───── Fragmento del texto

LA HABANA, Cuba. – Yo caminaba por la calle Ayestarán buscando una charcutería para comprar un pedazo de jamón mientras mataban a un hombre en esa calle, dicen que para robarle una motocicleta eléctrica. Yo no pude llegar a la charcutería porque la calle Ayestarán estaba sitiada, llena de policías. Un hombre estaba muriendo, o quizá ya estaba muerto, decían los curiosos, y yo saqué del bolsillo mi celular para fijar todo lo que pudiera ver. Yo me acerqué al montón de curiosos con el celular en la mano y ya encendido, listo.
Yo saqué el celular y de entre el tumulto salió aquel policía que me ordenó guardar el celular si es que estaba interesado en conservarlo, y por supuesto que era amenazante su lenguaje. Yo protegí el celular, lo dejé caer en el bolsillo y miré al edificio que acoge a la Contraloría General de la República, pensando que podría ver, y tras los cristales, a Gladys Bejerano, la contralora, pero no vi su imagen tras los cristales del edificio y volví a mí casa sin el jamón, sin la imagen del hombre muerto, de otro muerto, de uno más.
Otro cubano moría, víctima de la violencia, mientras yo caminaba buscando un pedazo de jamón para la comida, para componer mi comida juntando las papas con algo de jamón y algo de especias, pero no lo conseguí. La charcutería está en ese territorio que la Policía custodiaba para resguardar esa zona a la que los agentes llaman “la escena del crimen”. Y volví a casa, con el celular resguardado en un bolsillo, sin imágenes recogidas y con una gran pesadumbre.
Y ya comiendo, sin el jamón, pensé otra vez en el hombre muerto, y hasta intenté especular sobre la cantidad de personas que comían a esa hora sin pensar en ese hombre que ya no volvería a sentarse a la mesa para comer en familia, sin pensar en la familia del muerto que ya debía estar enterada y no tendría ganas, ni tiempo, de sentarse a la mesa. Un hombre fue asesinado, y todo seguía igual, como si no pasara nada, y nada se dijo en el Noticiero de la Televisión.

──────────
───── Listado de datos

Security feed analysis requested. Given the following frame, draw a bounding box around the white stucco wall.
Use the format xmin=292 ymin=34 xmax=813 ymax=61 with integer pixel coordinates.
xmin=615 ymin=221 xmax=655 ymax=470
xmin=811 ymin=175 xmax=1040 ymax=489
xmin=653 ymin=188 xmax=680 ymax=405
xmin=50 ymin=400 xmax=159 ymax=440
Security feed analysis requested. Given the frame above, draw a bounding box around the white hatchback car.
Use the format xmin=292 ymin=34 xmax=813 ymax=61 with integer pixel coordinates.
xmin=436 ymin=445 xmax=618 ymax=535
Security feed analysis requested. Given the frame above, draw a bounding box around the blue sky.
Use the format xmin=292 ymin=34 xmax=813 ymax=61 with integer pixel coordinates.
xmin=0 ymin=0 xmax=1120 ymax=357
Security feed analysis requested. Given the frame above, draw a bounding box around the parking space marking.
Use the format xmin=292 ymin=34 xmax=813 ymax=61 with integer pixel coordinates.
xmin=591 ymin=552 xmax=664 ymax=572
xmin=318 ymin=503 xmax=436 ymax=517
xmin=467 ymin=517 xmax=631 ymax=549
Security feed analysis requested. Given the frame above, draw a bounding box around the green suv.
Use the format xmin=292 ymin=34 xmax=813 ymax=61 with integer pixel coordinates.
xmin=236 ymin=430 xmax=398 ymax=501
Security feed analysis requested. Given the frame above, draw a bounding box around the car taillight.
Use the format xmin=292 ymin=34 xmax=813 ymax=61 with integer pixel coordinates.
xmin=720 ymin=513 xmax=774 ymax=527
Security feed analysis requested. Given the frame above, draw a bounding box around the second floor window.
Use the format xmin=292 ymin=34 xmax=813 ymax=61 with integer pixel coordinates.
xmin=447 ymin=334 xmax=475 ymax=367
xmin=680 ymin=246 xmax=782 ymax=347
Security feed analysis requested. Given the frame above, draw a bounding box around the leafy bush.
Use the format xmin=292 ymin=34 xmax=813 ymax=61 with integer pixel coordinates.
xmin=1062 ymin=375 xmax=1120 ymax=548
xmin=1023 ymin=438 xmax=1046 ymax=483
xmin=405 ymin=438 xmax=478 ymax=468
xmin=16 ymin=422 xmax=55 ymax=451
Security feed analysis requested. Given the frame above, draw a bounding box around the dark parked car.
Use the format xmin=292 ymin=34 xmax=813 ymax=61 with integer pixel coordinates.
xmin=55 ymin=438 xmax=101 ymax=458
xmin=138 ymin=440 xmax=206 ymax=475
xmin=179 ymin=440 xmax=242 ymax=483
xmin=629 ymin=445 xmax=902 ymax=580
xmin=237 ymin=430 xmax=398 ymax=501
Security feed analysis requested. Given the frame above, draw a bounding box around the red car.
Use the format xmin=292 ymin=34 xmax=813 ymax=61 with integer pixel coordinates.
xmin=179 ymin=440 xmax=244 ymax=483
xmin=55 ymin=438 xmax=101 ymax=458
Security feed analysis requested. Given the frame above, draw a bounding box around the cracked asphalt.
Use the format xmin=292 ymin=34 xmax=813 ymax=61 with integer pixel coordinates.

──────────

Orden de trabajo 1:
Indica si cada afirmación concuerda con la crónica de la calle Ayestarán. Responde sí o no y cita las palabras de la crónica que lo deciden: (a) quien narra consiguió el jamón; (b) un policía le ordenó guardar el celular; (c) el Noticiero de la Televisión informó del asesinato.
Orden de trabajo 2:
Por favor, prosigue la crónica de la calle Ayestarán a partir de su última oración.
El material no guarda relación con la crónica de la calle Ayestarán.

Respuesta 1:
(a) No: «pero no lo conseguí».
(b) Sí: «me ordenó guardar el celular si es que estaba interesado en conservarlo».
(c) No: «nada se dijo en el Noticiero de la Televisión».

Respuesta 2:
Y a esta hora, mientras escribo, y cuando ya algunos diarios deben tener en la imprenta la edición de mañana, el hombre muerto podría estar en la morgue a merced de los médicos legales que harán el informe forense, ese que sin dudas deberá ser fiscalizado en todos sus detalles por las autoridades de Salud Pública y una tropa de criminalistas del Ministerio del Interior. Lo demás será una nebulosa, un universo de especulaciones donde cada cual sacará sus propias conclusiones.
En la funeraria no faltarán las coronas y los familiares tendrán una atención extremadamente particularizada, y sobre todo no escasearán las promesas de hacer justicia, y no dudo que cumplan esa última promesa. El asesino irá a la cárcel y tendrá el trato que merece, si es que ese asesino no es un agente de la Seguridad del Estado, si el muerto no es un desafecto, si no es un opositor.
Lo terrible es que no vamos a enterarnos de nada por los medios oficiales. Lo grave es que no existan estadísticas que muestren los muchos homicidios que se juntan, uno tras otro, en brevísimos espacios de tiempo, y de los que nos enteramos, solamente, gracias a las redes sociales y al empeño de muchos internautas en decir las verdades que el discurso oficial y sus medios de difusión prohíben hacerlos públicos.
Los muertos en Estados Unidos consiguen primeras planas en Granma, Juventud Rebelde y la televisión nacional, mientras los ya demasiados asesinatos que ocurren en la Isla solo se reconocen en las redes sociales gracias a la voluntad de algunos cibernautas. En Cuba se le ha perdido el respeto a la muerte, y quizá eso tenga que ver con esa sensación de estar muertos en vida.
Hace unos días vi cómo entraban a un carnero la casa que está en los bajos de la mía. Desde mi casa vi como le amarraban el hocico y escuché el contenido berreo del animal, y luego, al rato, vendría el degüello, el apagamiento, aún en desespero, el silencio de la muerte, pero a nadie le importó. Para la mayoría los berridos eran la antesala de una copiosa cena. La angustia del animal era la antesala de la comida generosa.
¿Qué somos? ¿En qué nos han convertido? ¿Cuándo perdimos el respeto a la muerte? ¿Cuándo al miedo? ¿De cuántas muertes nos enteramos en los últimos meses? ¿Será que ya perdimos el instinto de conservación? ¿Dejamos de creer en la naturaleza o en Dios, como las autoridades dejaron de creer en la vida de los otros? ¿Perdimos el control de nuestros comportamientos? ¿Será nuestro futuro el de las bestias? Es muy triste que la muerte se haya convertido en una alternativa. ¿A dónde vamos a parar?